▽

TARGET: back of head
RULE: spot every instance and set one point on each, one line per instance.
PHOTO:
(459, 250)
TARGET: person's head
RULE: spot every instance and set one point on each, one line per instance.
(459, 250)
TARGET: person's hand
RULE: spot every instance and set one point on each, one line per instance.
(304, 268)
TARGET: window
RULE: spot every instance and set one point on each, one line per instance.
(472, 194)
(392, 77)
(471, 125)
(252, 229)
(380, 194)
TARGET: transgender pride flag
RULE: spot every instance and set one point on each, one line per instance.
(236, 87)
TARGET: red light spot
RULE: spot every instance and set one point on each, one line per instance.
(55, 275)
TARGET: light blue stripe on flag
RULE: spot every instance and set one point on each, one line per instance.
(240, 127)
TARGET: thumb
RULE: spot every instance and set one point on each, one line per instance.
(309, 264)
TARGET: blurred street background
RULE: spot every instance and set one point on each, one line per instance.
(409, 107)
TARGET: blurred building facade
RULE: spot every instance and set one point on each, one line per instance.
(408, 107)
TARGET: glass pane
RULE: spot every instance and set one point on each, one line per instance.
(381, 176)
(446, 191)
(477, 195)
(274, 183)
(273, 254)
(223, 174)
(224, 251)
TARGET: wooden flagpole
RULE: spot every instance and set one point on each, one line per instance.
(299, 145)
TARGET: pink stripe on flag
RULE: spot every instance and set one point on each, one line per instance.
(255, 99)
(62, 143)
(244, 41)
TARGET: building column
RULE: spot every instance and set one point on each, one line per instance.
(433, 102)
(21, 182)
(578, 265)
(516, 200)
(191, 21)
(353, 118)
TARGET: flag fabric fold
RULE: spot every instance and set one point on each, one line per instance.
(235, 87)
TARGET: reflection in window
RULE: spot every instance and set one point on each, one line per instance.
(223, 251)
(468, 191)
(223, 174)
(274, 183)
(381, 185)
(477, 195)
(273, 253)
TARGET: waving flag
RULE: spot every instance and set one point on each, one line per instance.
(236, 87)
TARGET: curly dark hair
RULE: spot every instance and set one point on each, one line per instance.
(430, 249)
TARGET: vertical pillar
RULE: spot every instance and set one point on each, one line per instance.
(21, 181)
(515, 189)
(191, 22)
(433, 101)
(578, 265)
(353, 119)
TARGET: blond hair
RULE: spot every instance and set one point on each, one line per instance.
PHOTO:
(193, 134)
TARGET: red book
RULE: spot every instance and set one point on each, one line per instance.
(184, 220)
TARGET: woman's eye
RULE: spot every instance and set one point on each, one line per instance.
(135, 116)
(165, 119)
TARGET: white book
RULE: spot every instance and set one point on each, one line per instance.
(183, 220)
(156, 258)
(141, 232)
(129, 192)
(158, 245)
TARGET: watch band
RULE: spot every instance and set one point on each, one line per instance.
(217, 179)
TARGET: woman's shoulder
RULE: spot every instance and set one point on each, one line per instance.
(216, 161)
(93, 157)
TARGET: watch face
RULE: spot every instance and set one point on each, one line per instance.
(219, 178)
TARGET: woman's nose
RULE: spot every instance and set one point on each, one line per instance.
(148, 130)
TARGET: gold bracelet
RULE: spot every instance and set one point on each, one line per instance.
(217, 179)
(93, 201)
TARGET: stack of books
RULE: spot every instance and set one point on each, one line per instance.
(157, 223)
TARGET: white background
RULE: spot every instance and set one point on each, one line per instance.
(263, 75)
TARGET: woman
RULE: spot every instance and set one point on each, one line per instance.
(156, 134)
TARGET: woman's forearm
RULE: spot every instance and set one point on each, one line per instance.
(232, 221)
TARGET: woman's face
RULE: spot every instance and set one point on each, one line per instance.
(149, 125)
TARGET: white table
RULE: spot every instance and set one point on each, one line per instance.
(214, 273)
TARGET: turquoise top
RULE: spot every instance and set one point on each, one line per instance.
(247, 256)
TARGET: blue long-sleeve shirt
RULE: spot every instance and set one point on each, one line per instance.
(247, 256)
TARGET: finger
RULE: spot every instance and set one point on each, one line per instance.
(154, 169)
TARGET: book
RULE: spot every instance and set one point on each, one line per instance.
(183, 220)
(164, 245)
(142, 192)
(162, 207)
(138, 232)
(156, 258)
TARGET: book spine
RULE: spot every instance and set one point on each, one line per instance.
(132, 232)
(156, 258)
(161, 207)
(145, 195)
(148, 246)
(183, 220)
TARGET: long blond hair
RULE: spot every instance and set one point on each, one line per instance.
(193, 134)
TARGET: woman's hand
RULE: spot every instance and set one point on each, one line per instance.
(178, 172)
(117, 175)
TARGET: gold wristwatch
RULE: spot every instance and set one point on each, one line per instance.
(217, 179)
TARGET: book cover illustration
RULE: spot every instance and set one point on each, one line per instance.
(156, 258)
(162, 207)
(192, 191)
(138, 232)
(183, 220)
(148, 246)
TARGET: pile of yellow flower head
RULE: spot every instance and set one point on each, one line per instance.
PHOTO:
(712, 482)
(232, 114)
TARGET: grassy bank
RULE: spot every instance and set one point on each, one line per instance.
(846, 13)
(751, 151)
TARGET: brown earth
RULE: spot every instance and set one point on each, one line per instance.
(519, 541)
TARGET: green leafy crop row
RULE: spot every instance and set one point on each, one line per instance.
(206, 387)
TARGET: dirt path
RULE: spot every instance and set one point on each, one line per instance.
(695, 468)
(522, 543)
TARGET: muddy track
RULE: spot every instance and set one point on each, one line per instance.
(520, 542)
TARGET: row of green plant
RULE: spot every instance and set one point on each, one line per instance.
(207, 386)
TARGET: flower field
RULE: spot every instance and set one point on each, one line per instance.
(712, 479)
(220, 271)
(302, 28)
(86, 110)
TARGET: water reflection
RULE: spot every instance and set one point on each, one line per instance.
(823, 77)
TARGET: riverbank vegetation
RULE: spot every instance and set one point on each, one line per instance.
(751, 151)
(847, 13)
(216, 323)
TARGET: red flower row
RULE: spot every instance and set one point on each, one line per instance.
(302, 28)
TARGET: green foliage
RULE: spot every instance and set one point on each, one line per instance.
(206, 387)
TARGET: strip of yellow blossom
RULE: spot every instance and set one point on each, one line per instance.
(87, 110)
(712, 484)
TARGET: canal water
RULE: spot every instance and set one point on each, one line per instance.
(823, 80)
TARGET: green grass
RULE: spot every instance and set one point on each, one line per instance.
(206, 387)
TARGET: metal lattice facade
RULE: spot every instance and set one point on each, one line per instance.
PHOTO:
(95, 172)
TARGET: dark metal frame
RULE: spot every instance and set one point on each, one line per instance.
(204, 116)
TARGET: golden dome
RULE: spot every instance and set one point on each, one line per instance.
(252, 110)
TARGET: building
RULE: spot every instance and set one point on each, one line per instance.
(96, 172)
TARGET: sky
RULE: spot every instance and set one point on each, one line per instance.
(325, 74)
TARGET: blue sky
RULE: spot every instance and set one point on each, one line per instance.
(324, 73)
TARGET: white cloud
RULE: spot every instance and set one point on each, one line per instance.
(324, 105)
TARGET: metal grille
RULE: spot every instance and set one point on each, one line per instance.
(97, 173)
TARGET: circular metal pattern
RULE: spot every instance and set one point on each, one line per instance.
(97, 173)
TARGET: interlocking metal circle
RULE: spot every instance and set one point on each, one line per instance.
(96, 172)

△

Problem to solve » Only the number is wanted: how many lines in the material above contain the string "hair"?

Exercise solution » 3